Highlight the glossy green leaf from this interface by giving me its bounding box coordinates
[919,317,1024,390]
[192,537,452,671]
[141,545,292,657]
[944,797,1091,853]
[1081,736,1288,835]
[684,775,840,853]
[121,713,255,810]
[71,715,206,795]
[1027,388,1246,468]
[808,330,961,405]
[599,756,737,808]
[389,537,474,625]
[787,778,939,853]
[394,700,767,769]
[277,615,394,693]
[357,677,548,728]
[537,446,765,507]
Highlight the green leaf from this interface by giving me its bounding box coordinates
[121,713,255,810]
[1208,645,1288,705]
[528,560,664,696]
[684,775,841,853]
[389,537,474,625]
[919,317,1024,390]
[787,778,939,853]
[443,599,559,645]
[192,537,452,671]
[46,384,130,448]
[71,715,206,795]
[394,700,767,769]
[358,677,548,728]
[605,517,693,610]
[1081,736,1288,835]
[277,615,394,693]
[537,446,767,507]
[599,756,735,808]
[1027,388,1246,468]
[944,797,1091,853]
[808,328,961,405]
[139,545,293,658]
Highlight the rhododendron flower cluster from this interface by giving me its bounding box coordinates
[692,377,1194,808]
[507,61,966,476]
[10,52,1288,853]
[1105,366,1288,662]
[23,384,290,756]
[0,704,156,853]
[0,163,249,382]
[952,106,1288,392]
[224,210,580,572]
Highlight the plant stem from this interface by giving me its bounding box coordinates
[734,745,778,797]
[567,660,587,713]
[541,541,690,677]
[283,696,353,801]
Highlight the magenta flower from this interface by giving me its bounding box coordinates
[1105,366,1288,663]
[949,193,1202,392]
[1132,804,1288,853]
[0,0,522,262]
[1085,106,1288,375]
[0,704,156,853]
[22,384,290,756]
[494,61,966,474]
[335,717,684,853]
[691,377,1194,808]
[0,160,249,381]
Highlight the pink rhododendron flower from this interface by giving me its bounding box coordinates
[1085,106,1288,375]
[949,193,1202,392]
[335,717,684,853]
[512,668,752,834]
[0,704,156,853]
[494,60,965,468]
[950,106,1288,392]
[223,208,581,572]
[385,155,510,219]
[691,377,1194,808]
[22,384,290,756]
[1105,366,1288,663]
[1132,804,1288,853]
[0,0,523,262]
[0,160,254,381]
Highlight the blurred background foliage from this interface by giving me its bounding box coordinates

★ ★ ★

*Exercise aim*. Begin at the line of the records that has "Highlight the magenta" and copy every line from there through the end of the records, requests included. Multiply each bounding box coordinate in the answers by 2.55 and round to the nearest whole number, rounding halves up.

*Exercise solution*.
Highlight the magenta flower from this interface by giving me its bounding box coordinates
[2818,933,3284,1691]
[2420,492,3065,1000]
[2887,2050,3284,2175]
[0,0,1331,668]
[2767,270,3284,956]
[0,1795,398,2175]
[56,979,740,1928]
[1260,156,2463,1209]
[854,1828,1744,2175]
[1762,961,3045,2060]
[0,408,635,972]
Highlight the pink rhododendron flower from this interface by giving me its bounding box coordinates
[2767,270,3284,956]
[2420,492,3065,1000]
[854,1828,1744,2175]
[1306,1703,1918,2127]
[0,1795,398,2175]
[1260,153,2461,1193]
[2423,270,3284,1000]
[569,530,1482,1459]
[982,395,1301,558]
[1762,961,3045,2060]
[56,979,740,1928]
[2818,933,3284,1691]
[2887,2050,3284,2175]
[0,0,1334,668]
[0,408,648,972]
Highlight the blurred background foliage from this interface by giving me its bounding box coordinates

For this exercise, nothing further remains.